RECORDS FOR THIS EXERCISE:
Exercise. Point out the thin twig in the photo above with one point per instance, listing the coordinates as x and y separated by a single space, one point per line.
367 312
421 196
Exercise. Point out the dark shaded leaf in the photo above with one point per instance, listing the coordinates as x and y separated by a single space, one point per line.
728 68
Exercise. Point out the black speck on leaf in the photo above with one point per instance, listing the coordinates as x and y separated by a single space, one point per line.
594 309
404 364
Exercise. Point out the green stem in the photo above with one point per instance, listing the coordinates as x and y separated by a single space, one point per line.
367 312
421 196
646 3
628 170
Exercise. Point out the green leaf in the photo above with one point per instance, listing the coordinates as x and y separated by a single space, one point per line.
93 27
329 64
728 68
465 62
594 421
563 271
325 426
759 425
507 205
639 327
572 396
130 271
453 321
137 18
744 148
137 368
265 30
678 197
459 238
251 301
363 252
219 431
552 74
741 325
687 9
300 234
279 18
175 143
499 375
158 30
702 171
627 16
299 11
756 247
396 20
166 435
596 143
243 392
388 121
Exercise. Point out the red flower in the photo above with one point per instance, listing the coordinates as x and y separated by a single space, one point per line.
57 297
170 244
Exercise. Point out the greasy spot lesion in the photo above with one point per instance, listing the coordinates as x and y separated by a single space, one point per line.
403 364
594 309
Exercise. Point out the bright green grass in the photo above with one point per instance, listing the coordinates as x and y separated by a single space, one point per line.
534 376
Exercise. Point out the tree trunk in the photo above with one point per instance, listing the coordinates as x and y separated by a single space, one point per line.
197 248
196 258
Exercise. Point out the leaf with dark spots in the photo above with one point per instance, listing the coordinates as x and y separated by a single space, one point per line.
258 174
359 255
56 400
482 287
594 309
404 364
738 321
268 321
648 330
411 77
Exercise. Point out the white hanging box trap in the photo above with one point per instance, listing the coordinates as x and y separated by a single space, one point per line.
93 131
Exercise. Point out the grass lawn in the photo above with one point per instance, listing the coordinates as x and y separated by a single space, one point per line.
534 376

WHAT THIS TASK INVOLVES:
Return the listing above in its exact form.

SOLUTION TO THIS PROBLEM:
Exercise. Point out the thin twig in the photo above with one point per instance, listing the coordinates as x and y separated by a single space, one point per line.
367 312
421 196
Exercise. Point out the dark shaded leaf in the photo above with one point per instance, listing the coordinates as x and y separated by a single space, one point per line.
728 68
Exercise. Point out the black speck on leaf in the photo above with one point per instance, listing the coordinates as x and y separated by a single space, one point per line.
594 309
404 364
Exercise. Point out the green stem in the photo above with one point per instance, listing the coordinates as x and y separated by a single space, one point per line.
367 312
421 196
646 3
628 170
Exercise. Point out the green leaf in the photo above with one point per instance, listing the coordinates as x and y separated by a single space, one point per line.
93 27
329 64
728 68
465 62
594 421
563 271
325 426
759 425
507 205
639 327
572 396
130 271
453 321
137 18
744 148
137 368
265 30
678 197
459 238
251 301
363 252
219 431
552 74
741 325
687 9
300 234
279 18
175 143
499 375
158 30
702 171
627 16
299 11
756 247
396 20
166 435
596 143
243 392
388 121
Exercise. Point out the red flower in the photo above with one point per instance, listing the coordinates as x and y separated by a single space, one point per line.
57 297
170 244
Exercise. Point out the greasy spot lesion in the photo above with one point per instance, listing the coordinates as x and y separated by a single space, one point per line.
403 364
594 309
Exercise. Point out the bright green grass in the photo above with one point per instance, listing the coordinates as x and y separated by a single space, one point per line.
534 376
Exercise. Point out the tree trunk in the photo above with one point per instance, listing the coordinates as x and y separated by a single space, one point per line.
197 248
196 258
Exercise. Point out the leaf with dark spots in the photo above with one point per instance, listing the coordinates as x and y separated by a single space, one point per line.
258 174
359 255
56 400
482 287
594 309
404 364
738 321
268 321
648 330
411 77
Exercise. Point out the white hanging box trap in the photo above with one point per instance, listing the coordinates as x and y separated by a single space, one point per line.
93 131
Exercise. Point out the grass lawn in the photo above with one point per instance, listing the coordinates as x and y separated by a single space, one point per line.
534 376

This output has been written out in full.